(데이터셋 발췌)
□ □ □ □
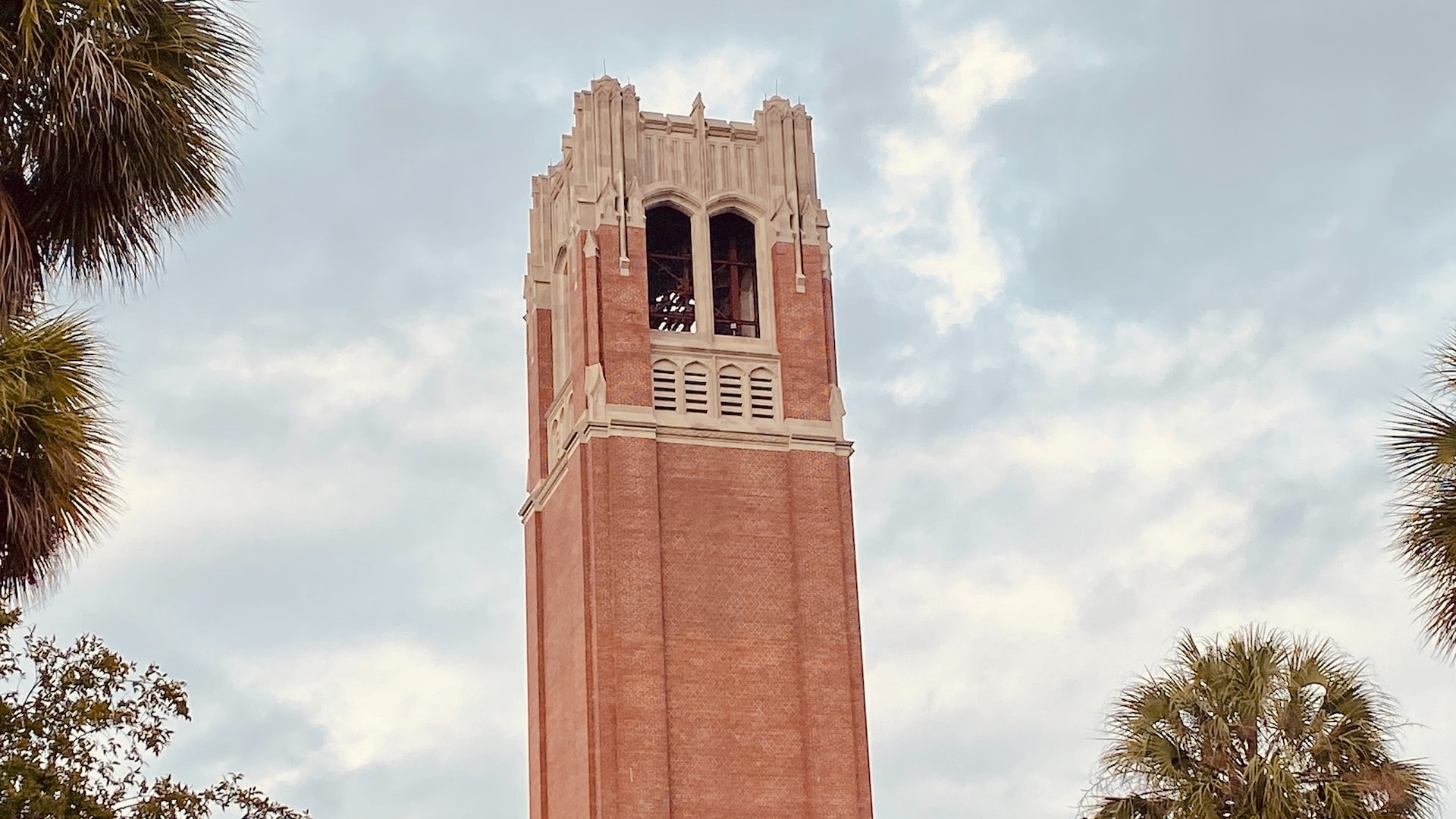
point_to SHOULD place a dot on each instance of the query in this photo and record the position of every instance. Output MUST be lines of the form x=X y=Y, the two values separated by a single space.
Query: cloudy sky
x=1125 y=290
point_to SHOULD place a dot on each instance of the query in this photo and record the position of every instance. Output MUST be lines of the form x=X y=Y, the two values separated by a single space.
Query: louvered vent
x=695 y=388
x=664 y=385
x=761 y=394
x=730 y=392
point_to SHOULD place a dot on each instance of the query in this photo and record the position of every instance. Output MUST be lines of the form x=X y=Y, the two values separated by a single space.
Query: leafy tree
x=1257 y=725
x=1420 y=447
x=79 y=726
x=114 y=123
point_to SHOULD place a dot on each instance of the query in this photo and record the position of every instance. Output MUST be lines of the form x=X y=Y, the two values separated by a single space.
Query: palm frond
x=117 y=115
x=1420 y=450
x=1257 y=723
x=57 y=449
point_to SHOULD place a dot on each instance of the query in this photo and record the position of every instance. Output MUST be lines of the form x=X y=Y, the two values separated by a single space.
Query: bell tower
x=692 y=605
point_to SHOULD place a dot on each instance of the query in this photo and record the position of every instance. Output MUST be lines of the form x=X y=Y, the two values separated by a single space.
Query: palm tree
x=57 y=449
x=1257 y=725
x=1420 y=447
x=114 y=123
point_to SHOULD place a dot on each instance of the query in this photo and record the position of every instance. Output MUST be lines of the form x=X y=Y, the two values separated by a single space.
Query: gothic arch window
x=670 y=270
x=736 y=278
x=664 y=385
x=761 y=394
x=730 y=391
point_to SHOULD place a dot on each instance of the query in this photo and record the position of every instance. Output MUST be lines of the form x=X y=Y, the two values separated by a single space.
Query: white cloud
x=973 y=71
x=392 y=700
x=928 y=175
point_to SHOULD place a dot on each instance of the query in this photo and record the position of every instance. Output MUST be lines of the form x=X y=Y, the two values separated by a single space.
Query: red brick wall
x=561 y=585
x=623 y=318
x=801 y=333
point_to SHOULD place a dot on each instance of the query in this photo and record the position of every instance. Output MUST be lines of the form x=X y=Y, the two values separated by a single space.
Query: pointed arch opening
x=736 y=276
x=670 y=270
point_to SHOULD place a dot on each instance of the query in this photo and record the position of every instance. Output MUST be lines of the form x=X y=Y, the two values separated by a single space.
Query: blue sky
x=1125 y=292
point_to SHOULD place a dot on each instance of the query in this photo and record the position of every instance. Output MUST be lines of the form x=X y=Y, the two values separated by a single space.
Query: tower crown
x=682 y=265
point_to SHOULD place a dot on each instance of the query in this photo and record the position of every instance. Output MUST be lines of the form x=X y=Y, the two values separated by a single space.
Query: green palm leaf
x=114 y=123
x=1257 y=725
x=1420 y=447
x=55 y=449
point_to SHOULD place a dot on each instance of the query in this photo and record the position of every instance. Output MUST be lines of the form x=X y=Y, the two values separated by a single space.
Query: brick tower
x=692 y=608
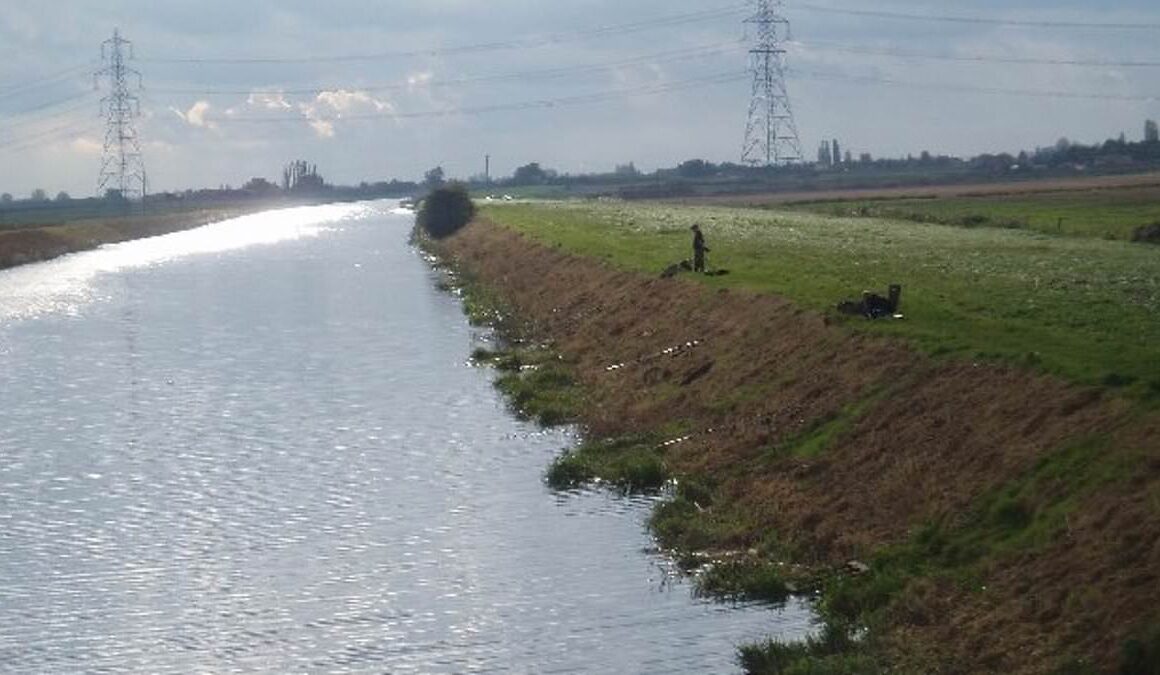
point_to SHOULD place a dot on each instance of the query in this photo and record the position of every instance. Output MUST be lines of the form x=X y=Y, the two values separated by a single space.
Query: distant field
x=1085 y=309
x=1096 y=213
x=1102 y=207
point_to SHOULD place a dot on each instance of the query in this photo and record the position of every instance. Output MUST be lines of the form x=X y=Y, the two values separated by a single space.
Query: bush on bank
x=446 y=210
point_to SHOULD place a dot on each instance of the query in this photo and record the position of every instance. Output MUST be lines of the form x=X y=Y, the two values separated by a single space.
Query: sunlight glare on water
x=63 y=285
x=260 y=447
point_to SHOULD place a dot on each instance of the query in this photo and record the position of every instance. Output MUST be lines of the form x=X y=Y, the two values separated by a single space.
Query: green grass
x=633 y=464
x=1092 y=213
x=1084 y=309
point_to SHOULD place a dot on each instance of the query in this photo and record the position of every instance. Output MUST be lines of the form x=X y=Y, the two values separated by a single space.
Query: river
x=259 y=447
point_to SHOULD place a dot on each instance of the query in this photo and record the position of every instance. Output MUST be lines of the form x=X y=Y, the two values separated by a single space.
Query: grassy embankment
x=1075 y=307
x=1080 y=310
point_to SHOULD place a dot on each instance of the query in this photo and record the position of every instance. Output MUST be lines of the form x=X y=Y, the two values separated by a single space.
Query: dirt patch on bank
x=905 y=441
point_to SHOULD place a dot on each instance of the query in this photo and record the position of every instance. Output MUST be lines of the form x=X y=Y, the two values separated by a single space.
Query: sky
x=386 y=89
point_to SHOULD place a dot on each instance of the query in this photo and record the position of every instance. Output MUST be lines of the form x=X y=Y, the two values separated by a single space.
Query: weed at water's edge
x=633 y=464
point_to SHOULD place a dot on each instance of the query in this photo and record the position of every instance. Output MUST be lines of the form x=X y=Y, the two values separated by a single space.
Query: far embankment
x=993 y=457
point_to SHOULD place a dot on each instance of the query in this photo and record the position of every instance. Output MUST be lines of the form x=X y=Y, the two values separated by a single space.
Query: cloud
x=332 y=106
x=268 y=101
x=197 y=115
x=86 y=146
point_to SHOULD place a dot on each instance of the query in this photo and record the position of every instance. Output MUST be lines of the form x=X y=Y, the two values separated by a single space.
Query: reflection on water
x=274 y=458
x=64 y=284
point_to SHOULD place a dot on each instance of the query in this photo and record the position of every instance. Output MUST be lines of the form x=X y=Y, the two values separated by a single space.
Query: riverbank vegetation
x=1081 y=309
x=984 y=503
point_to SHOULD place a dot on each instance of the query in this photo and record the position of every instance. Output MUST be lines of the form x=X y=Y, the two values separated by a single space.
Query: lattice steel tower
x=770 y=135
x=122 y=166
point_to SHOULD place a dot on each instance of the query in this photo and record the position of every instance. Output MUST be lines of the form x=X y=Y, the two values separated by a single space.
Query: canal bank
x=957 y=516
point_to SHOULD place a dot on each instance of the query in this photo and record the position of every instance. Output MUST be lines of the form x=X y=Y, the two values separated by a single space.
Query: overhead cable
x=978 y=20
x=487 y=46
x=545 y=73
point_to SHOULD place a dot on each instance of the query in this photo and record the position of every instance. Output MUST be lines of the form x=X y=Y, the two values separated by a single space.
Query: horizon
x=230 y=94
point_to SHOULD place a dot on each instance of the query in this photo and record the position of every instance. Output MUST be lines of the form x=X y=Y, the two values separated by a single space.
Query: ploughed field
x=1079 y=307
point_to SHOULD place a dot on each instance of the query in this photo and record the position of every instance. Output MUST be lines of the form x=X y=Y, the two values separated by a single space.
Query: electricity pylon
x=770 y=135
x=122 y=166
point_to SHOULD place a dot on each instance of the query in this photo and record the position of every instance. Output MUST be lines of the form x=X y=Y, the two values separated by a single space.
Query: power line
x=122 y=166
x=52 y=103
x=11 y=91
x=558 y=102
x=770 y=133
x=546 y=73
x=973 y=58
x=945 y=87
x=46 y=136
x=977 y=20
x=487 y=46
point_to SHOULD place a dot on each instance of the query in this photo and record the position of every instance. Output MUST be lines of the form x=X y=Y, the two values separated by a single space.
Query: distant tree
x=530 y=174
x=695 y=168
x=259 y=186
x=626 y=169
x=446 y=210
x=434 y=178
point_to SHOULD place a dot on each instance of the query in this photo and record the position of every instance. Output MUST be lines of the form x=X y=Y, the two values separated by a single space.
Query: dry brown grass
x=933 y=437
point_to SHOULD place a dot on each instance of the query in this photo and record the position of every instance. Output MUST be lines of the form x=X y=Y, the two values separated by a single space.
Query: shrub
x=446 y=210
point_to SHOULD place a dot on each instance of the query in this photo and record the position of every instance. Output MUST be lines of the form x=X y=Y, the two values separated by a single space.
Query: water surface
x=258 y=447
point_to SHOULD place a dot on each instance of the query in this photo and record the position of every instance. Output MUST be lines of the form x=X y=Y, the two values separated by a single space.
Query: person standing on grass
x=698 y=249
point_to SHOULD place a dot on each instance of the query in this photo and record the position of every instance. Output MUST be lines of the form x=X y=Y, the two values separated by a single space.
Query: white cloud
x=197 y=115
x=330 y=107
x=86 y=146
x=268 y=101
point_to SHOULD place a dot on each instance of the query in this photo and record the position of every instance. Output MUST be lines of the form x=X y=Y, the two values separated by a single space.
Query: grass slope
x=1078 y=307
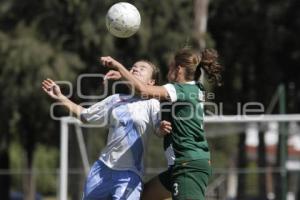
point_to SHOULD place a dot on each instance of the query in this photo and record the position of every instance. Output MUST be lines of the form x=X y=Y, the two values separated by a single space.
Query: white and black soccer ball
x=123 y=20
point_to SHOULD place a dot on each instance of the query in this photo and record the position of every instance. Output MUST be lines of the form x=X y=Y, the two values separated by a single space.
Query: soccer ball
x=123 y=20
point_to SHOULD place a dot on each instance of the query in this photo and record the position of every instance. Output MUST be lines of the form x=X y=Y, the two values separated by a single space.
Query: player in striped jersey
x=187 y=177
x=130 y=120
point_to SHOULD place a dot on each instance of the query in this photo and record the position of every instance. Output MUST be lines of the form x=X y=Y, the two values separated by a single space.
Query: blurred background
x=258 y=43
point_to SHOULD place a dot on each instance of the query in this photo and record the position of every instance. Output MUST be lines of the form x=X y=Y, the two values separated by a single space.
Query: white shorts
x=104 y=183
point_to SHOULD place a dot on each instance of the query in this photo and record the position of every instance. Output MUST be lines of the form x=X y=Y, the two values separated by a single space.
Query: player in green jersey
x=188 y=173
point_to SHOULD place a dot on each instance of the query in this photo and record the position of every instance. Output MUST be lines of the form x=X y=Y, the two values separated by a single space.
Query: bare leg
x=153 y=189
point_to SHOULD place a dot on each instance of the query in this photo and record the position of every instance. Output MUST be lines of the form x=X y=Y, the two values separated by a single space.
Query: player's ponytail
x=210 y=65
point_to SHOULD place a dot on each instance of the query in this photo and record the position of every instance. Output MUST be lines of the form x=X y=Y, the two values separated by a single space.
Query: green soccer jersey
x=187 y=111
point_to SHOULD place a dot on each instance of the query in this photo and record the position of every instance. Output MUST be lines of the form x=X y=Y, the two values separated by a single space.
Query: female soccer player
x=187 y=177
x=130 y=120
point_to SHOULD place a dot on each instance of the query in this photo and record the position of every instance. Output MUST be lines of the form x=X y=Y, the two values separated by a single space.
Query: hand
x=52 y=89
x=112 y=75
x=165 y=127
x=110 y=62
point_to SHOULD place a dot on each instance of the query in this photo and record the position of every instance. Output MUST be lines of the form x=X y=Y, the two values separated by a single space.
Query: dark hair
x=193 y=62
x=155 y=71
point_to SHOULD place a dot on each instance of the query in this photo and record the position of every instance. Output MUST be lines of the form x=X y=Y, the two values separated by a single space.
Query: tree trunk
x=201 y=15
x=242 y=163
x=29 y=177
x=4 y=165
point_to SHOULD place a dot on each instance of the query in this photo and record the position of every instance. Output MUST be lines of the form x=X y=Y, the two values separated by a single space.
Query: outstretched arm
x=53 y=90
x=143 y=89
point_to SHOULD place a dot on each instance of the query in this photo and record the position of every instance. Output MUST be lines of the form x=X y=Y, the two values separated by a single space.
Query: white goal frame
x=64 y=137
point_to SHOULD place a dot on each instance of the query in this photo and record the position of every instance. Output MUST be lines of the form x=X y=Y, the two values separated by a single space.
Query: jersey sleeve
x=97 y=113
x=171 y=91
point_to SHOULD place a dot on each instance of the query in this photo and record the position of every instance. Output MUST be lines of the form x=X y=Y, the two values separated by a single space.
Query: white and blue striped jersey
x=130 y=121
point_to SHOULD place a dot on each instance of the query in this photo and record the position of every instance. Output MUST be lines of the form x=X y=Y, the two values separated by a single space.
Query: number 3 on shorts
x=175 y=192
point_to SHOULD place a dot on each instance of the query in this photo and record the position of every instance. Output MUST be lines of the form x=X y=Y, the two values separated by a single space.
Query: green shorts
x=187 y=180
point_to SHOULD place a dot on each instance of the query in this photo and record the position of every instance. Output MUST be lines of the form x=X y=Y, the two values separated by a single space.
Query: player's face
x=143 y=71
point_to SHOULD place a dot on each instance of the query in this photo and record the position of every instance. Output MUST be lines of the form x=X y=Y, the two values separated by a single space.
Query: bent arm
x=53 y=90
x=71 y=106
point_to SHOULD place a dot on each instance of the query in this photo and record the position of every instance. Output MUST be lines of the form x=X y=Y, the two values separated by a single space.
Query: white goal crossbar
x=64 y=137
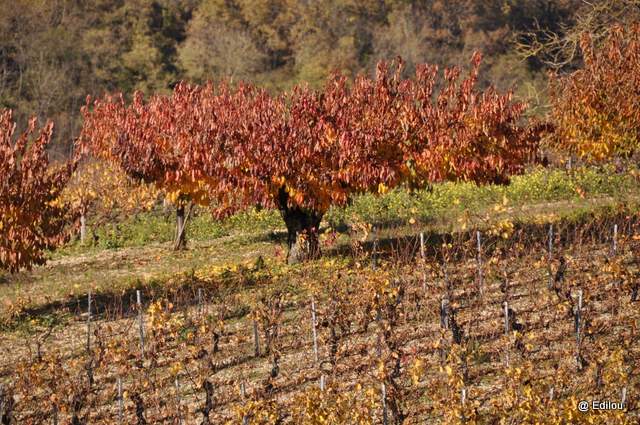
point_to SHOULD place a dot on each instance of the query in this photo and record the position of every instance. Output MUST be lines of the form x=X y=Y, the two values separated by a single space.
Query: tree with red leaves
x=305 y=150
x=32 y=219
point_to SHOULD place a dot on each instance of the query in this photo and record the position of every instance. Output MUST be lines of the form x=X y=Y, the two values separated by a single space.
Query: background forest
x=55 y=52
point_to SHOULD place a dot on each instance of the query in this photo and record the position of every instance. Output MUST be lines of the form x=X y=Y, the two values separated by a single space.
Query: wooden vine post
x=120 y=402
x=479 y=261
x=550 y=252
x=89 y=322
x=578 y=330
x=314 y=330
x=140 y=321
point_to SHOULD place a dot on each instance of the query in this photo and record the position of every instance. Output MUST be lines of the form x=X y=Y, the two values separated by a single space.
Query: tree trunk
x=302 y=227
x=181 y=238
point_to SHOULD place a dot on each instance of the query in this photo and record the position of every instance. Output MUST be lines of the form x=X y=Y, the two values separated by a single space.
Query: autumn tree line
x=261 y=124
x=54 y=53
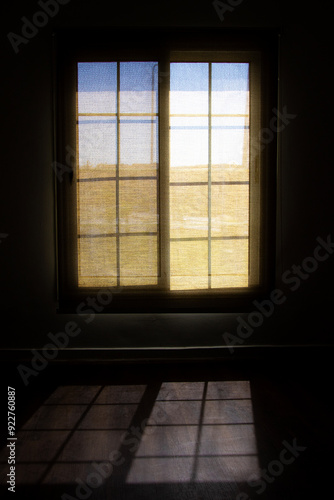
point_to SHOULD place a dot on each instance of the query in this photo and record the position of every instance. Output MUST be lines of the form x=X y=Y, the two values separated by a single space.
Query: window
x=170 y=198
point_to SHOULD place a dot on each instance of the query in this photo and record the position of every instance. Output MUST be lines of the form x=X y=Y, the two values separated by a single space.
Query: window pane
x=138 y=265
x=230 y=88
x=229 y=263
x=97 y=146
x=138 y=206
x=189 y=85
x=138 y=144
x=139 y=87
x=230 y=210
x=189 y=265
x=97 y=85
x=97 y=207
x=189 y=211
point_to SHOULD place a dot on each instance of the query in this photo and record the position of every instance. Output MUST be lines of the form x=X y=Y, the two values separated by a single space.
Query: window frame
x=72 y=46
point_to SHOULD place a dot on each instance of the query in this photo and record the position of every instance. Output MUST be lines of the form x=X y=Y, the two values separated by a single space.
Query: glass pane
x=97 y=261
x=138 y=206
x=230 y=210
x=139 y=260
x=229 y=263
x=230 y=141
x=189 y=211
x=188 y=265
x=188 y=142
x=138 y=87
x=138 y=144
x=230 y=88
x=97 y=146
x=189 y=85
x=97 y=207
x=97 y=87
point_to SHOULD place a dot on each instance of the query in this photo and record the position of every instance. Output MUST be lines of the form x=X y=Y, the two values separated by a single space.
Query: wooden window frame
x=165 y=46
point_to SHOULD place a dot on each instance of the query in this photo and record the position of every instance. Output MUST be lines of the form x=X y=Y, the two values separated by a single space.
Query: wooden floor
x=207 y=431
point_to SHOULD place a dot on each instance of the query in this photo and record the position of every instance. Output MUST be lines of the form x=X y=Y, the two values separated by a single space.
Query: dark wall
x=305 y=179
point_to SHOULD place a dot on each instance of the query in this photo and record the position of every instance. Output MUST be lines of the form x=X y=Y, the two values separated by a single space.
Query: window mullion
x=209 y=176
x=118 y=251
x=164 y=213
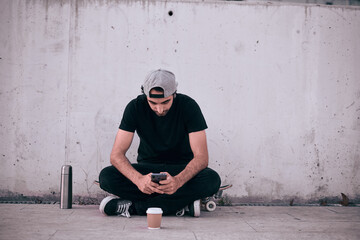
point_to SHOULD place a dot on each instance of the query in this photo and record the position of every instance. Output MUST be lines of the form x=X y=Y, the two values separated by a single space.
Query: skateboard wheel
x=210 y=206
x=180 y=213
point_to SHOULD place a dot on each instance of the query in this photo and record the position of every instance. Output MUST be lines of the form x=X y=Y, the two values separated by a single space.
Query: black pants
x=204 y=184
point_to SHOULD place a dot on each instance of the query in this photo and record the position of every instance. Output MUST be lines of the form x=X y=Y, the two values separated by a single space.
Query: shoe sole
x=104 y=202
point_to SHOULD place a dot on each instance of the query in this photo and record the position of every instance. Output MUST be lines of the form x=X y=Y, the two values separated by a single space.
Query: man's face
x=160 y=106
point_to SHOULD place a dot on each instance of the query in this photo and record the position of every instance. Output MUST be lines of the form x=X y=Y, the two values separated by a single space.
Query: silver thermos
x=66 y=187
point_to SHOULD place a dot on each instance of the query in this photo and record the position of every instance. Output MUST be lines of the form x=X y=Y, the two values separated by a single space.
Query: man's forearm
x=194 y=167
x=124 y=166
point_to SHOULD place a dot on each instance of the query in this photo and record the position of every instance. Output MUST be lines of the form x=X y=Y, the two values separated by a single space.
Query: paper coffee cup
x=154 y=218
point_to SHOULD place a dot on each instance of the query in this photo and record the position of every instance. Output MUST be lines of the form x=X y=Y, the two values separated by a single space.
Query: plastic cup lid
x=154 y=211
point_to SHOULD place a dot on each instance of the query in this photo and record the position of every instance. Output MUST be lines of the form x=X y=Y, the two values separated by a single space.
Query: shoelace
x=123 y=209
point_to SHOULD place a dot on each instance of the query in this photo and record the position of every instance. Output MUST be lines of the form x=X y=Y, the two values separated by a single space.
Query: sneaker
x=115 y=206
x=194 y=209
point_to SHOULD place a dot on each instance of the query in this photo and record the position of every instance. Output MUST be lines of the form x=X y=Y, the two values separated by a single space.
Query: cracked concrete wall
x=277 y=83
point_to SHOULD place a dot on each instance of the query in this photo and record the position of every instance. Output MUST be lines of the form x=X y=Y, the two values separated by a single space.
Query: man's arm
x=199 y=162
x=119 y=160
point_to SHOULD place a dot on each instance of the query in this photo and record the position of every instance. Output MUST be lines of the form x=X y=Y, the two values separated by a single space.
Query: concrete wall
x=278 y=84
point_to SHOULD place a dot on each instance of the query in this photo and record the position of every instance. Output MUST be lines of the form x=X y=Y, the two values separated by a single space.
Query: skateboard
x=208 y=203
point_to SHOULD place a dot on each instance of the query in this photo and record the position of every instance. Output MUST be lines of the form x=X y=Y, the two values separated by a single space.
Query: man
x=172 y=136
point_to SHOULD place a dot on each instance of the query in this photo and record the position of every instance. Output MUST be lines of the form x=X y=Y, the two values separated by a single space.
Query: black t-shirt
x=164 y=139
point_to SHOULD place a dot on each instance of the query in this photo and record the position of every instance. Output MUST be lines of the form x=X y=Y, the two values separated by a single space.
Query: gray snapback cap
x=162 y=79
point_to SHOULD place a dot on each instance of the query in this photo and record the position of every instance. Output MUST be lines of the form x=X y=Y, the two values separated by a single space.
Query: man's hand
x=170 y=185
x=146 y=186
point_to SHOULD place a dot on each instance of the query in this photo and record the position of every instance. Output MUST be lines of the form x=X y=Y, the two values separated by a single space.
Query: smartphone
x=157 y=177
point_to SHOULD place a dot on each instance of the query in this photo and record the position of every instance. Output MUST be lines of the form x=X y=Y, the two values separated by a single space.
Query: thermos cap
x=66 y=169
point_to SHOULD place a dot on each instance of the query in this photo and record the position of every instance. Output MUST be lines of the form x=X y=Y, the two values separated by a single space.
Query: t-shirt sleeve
□ □ □ □
• **수행할 작업**: 위 자료에서 "water"라는 단어가 들어 있는 줄을 세고, 그 개수만 숫자로 적으세요.

• **작업 결과**: 4